───── Extract to read

Please try to keep this local to pgcc-list at the moment.

Anyway anybody having comments? you can find more info under
http://www-personal.umich.edu/~hasdi/mmx.html

-----Forwarded message from Hasdi R Hashim <hasdi AT umich DOT edu>-----

GCC SIMD (Single Instruction Multiple Data) Support
(rough draft v0.1 2/22/1998)
by Hasdi R Hashim ( hasdi AT umich DOT NOSPAM DOT edu)

When Intel came out with MMX, very few software took advantage of it. The
reasons vary. One is that there is not enough MMX users compared to non-MMX
users to commit to MMX-supportable product or MMX-only product.  Second, MMX
has to be coded in assembly, which very few hackers are competent enough to
do. Even then, coding something is assembly makes it harder to port to
another architecture. So the question C/C++ programmers has been scratching
their head for years is that why isn't there a compiler switch to take
advantage of MMX?


Introduction to MMX

MMX is about using using 64-bit word to do operations on 8 8-bit data, 4
16-bit data, or 2 32-bit data at once (in a single cycle). In addition to
that, it allows you to perform saturation operation in a SINGLE cycle (other
architectures require costly branches and/or obscure code that very few
people can read). MMX falls under SIMD (single instruction multiple data)
class of instructions. Intel is not the only processor with SIMD. Digital
Alpha (asserted by some to be the first), PA-RISC, and UltraSparcs are some
other processors already with varying degree of SIMD capability. MMX has
added difficulty to work with compared to other processors because MMX uses
a register file originally designed to be stack-oriented rather than
linear-oriented.  The register file has to be modified to work under two
exclusive modes of operation, linear by MMX and stack by floating-point.

──────────
───── Excerpted data

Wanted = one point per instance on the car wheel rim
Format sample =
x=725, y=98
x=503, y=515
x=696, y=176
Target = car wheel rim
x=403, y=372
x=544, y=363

──────────

=== Exercises ===
1 - Besides Intel, which processors does the draft on GCC SIMD support name as having some SIMD capability?
2 - Rewrite the whole listing, renaming "car wheel rim" to "bicycle wheel rim" throughout and keeping every other line unchanged.
The listing has no connection to the text about MMX.

=== Results for the exercise ===
1 - Digital Alpha, PA-RISC, and UltraSparcs.

2 -
Wanted = one point per instance on the bicycle wheel rim
Format sample =
x=725, y=98
x=503, y=515
x=696, y=176
Target = bicycle wheel rim
x=403, y=372
x=544, y=363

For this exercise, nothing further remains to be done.